## Problem statement
Lines to be reproduced exactly: the one that holds "box: [0, 99, 636, 152]" and all those after it through the end of the data. Include no others.

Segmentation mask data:
────────────────────────────────────────
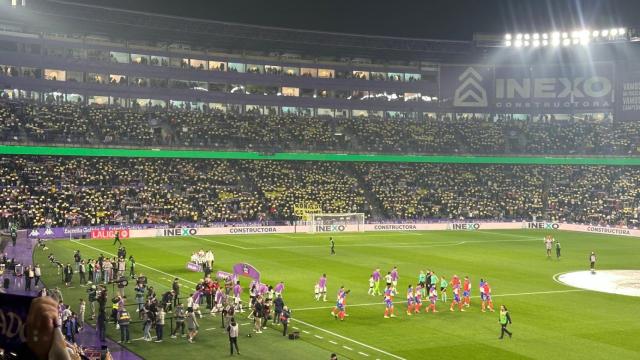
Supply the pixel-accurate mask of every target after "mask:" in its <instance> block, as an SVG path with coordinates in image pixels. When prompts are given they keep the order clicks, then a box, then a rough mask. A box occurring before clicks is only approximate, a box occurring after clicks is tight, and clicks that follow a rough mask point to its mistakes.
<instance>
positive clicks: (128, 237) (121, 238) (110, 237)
mask: <svg viewBox="0 0 640 360" xmlns="http://www.w3.org/2000/svg"><path fill="white" fill-rule="evenodd" d="M117 232H119V233H120V238H121V239H127V238H129V235H130V234H131V233H130V231H129V230H127V229H122V230H91V238H92V239H113V238H115V237H116V233H117Z"/></svg>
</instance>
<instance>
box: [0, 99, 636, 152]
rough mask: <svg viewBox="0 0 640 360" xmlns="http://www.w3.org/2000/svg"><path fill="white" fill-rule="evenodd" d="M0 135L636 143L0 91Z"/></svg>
mask: <svg viewBox="0 0 640 360" xmlns="http://www.w3.org/2000/svg"><path fill="white" fill-rule="evenodd" d="M0 136H1V139H2V140H3V141H5V142H9V143H30V142H33V143H47V144H74V145H78V144H81V145H92V146H104V145H124V146H150V145H154V146H165V147H187V148H206V149H212V148H213V149H220V148H226V149H267V150H275V151H278V150H303V151H355V152H364V153H369V152H376V153H381V152H382V153H424V154H453V153H469V154H540V155H578V154H586V155H627V154H638V153H640V147H639V145H640V130H638V127H637V126H635V122H632V121H610V120H596V119H592V118H586V119H570V120H551V119H548V117H546V116H539V117H535V118H529V119H527V120H514V119H510V118H508V117H504V116H494V117H490V116H487V117H484V118H483V117H476V116H463V115H459V116H456V117H455V118H454V119H452V118H451V117H449V116H448V115H447V114H441V115H438V116H437V117H431V116H427V117H425V118H423V119H401V118H381V117H376V116H369V117H351V118H329V117H322V116H320V117H318V116H303V115H294V114H280V115H277V114H266V115H262V114H259V113H243V114H240V113H234V112H226V113H223V112H221V111H219V110H215V109H211V110H209V109H207V108H205V110H204V111H202V110H186V109H179V108H169V109H163V108H157V107H155V108H154V107H151V108H123V107H117V106H101V105H78V104H68V103H61V104H39V103H34V102H32V101H27V100H11V99H4V100H2V101H0Z"/></svg>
────────────────────────────────────────
## Result
box: [0, 99, 636, 152]
rough mask: <svg viewBox="0 0 640 360" xmlns="http://www.w3.org/2000/svg"><path fill="white" fill-rule="evenodd" d="M0 135L636 143L0 91Z"/></svg>
mask: <svg viewBox="0 0 640 360" xmlns="http://www.w3.org/2000/svg"><path fill="white" fill-rule="evenodd" d="M0 136H1V139H2V140H3V141H5V142H9V143H30V142H33V143H47V144H74V145H78V144H81V145H92V146H104V145H124V146H150V145H154V146H165V147H187V148H206V149H212V148H213V149H220V148H226V149H267V150H275V151H278V150H303V151H355V152H364V153H369V152H376V153H381V152H382V153H424V154H453V153H469V154H540V155H578V154H586V155H627V154H638V153H640V147H639V145H640V130H638V127H637V126H635V122H632V121H610V120H596V119H592V118H586V119H570V120H551V119H548V117H546V116H539V117H535V118H529V119H527V120H514V119H510V118H508V117H504V116H494V117H490V116H487V117H484V118H483V117H476V116H463V115H459V116H456V117H455V118H454V119H452V118H451V117H449V116H448V115H447V114H441V115H438V116H437V117H431V116H427V117H425V118H423V119H401V118H381V117H376V116H369V117H351V118H329V117H322V116H320V117H318V116H303V115H294V114H280V115H277V114H266V115H262V114H259V113H243V114H240V113H234V112H226V113H223V112H221V111H219V110H215V109H211V110H209V109H207V108H205V110H204V111H202V110H186V109H179V108H169V109H163V108H157V107H155V108H154V107H151V108H123V107H117V106H101V105H78V104H68V103H61V104H39V103H34V102H32V101H27V100H11V99H4V100H2V101H0Z"/></svg>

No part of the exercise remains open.